» Challenge A: List every actor the film commentary names.
» Challenge B: Carry the film commentary forward from its final sentence.

» Given text:
>> BEGIN
Everything — the VFX, the world-building, the performances, Serkis’ especially — tops itself once again in the third movie, which leans further into almost painterly beauty, as well as progressive politics in the form of a searing critique of U.S. warmongering and wall-building xenophobia (all of which may explain why this entry did less domestic box office than its predecessors.).
The movie also continues the series trend of leaning into different genres to put a fresh spin on the storytelling. War is a journey film, a prison break film, and a riff on Apocalypse Now, with Woody Harrelson echoing Marlon Brando’s homicidal Colonel Kurtz from that movie. Finally, the movie is a Biblical allegory, with Caesar as Moses leading his people to the promised land, a trilogy-long journey that concludes with a lovely pastel tableau heralding hope.
Blade Runner 2049 (October 6)
If anybody wasn’t convinced of it five years ago, it’s pretty clear that this movie is all but a masterpiece for its extraordinary visuals and its moving themes about sacrifice and the nature of human identity. Ridley Scott’s original Blade Runner (1982) had become so distinctive, influential, and famous in the decades since it was first declared a flop, it took a lot of courage to consider following it up, especially since the film’s star, Harrison Ford, has repeatedly groused about what a miserable time he had making it. Director Denis Villeneuve confessed to treading on “sacred territory” to even go near a sequel, and surely it could have been a great folly. Instead, he and his collaborators (particularly cinematographer Roger Deakins, who won a long-overdue Oscar for the film) contributed a major work to cinema.
>> END
» Given data:
>> BEGIN
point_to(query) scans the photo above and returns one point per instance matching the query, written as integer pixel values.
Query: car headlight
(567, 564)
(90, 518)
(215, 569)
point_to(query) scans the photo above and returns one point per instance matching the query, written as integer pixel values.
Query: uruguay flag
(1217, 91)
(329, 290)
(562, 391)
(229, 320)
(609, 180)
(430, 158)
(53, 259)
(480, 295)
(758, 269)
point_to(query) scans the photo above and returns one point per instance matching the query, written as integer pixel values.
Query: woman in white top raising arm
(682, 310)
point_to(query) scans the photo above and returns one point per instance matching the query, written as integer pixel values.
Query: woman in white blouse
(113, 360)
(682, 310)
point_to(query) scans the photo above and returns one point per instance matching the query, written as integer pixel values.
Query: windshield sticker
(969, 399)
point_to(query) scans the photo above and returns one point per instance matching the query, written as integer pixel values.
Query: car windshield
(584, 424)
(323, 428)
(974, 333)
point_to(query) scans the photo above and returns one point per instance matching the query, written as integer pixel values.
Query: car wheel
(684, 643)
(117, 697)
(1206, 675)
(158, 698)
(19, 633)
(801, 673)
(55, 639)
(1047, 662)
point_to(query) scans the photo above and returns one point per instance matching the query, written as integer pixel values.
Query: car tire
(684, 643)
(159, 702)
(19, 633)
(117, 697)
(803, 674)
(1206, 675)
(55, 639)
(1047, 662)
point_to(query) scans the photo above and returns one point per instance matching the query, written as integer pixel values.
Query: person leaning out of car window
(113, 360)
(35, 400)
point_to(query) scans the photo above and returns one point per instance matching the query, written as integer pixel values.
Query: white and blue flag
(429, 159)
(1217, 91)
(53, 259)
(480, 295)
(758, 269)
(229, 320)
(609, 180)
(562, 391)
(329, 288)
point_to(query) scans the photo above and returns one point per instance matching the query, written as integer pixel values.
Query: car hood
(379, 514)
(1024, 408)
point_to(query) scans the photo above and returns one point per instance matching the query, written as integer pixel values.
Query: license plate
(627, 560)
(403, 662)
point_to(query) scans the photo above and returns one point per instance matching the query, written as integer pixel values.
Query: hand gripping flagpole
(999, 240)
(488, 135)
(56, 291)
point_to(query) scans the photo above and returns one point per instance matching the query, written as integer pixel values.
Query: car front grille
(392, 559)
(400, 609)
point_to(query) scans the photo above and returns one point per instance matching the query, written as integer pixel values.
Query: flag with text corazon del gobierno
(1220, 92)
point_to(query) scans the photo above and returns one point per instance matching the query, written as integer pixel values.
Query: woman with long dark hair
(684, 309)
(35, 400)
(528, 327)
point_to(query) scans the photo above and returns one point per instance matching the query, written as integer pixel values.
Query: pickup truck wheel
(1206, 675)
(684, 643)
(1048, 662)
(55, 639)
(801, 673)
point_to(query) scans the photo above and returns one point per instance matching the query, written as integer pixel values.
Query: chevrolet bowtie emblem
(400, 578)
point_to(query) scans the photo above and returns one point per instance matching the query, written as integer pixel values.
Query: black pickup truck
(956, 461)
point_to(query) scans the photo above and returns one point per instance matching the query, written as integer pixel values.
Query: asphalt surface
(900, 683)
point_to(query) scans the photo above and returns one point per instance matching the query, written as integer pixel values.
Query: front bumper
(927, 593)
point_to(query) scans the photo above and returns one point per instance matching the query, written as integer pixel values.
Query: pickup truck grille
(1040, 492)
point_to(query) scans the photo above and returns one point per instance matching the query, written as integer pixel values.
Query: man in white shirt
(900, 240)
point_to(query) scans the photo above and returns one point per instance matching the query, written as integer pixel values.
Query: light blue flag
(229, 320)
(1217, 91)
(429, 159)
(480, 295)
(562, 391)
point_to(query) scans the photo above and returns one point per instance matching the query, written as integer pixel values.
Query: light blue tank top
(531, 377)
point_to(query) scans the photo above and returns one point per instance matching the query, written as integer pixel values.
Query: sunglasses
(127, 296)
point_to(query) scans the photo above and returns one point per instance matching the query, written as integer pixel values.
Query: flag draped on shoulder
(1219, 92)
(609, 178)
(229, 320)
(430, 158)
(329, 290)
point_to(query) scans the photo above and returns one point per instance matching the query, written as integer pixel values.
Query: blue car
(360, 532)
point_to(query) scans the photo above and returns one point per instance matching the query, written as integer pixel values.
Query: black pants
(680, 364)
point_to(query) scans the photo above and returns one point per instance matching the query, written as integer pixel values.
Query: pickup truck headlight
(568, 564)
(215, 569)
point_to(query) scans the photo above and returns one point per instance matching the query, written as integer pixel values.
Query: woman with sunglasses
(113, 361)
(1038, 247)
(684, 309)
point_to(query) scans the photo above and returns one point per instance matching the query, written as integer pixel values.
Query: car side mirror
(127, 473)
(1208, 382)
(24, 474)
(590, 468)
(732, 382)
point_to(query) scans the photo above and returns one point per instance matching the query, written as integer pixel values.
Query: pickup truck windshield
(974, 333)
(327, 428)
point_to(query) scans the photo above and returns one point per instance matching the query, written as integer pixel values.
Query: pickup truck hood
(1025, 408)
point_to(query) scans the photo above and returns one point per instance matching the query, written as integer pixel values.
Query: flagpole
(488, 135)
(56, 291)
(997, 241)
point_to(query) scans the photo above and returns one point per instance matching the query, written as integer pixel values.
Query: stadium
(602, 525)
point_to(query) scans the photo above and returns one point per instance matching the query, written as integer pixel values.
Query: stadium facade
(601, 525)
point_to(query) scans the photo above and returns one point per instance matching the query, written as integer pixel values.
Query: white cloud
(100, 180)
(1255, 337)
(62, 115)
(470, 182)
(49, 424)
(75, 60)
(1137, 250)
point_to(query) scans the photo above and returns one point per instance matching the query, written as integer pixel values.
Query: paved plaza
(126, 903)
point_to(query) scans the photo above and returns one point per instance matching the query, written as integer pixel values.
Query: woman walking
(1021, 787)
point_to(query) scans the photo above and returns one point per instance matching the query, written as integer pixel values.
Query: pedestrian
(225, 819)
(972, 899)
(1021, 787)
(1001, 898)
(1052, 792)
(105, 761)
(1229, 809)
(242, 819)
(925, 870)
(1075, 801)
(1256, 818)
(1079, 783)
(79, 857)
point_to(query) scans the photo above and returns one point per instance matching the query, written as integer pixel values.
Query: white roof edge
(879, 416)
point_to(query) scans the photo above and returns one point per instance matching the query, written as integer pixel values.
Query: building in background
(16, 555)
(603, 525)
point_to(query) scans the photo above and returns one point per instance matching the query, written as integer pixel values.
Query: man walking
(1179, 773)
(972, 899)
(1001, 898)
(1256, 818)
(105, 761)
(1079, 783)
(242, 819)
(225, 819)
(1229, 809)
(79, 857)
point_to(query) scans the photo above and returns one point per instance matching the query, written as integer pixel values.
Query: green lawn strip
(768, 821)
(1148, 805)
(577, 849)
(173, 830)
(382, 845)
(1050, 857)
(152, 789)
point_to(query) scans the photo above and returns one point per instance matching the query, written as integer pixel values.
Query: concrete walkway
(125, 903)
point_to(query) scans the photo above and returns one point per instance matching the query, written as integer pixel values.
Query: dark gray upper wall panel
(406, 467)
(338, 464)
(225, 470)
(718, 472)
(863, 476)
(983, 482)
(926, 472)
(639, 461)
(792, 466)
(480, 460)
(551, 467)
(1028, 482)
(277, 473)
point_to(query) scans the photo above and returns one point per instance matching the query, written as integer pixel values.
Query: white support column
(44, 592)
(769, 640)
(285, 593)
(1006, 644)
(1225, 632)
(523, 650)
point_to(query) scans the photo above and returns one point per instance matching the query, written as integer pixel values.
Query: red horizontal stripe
>> END
» Answer A: Serkis, Woody Harrelson, Marlon Brando, Harrison Ford

» Answer B:
In keeping with our theme, Blade Runner 2049 made two key departures from the original that ensured its artistic success. It expanded the environments, pulling back from the dark urban depths of rainy downtown Los Angeles to reveal much more of the story world, including a Las Vegas made unlivable by a dirty bomb detonation, a gargantuan sea wall holding back the rising ocean, and the city formerly known as San Diego now serving as a massive garbage dump.
The second departure was to cast Ryan Gosling in the movie as a next-gen Blade Runner, Agent K, hunting older model Replicants (like the one played by Dave Bautista), and to have the narrative trace his arc to becoming human. Meanwhile, Ford as OG Rick Deckard turns up so late in the picture, we almost forget he’s in it. When he does appear, though, the movie elegantly links Deckard’s story to K’s and delivers a profound and moving ending in which Villeneuve pays homage to the closing scenes of Kurosawa’s Ikiru, also about a man who discovers his humanity before dying in the snow. (As with The Wolverine, mentioned above, evoking Kurosawa must be the default move for signaling serious artistic ambition.)
Like the original Blade Runner, BR 2049 was a financial “flop,” but also like its forerunner, it is destined for a high place within the canon of serious science fiction, reaching generations to come.
Thor: Ragnarok (November 3)
If no one has yet said, “If you want a fresh take on something, give it to a Kiwi,” then I’m saying it here! How serendipitous for Marvel Studios that New Zealand writer/director, and marvelous man-about-town Taika Waititi was on the rise just as they needed a fresh voice to pump life into a turgid series that had all but run aground with the lethargic Thor: The Dark World.
Waititi took one look at the material, decided it should be a lot more fun, and his every instinct proved to be exactly what was needed. Ragnarok is hilarious, visually stunning, sexy, campy, heart-warming, action-packed, and briskly paced. It meaningfully embraces the legacy relationships — between Thor (Chris Hemsworth) and Loki (Tom Hiddleston); the two sons and their father, Odin (Anthony Hopkins); and Thor and Hulk (Mark Ruffalo) — while also introducing great new characters.
Cate Blanchett is a hoot in full leather-clad vamp mode as the Big Bad, while Tessa Thompson as the boozy, apathetic Valkyrie immediately became one of the MCU’s most appealing characters. Throw in Jeff Goldblum doing Goldblumian shtick in dark eye-shadow and you just crossed off nine of the 12 things every movie should pretty much always contain — so much so that every time I watch this movie, I ask myself the same question: Why aren’t more blockbusters like Thor: Ragnarok? It’s no surprise Marvel brought Watiti back for the fourth entry, Thor: Love and Thunder.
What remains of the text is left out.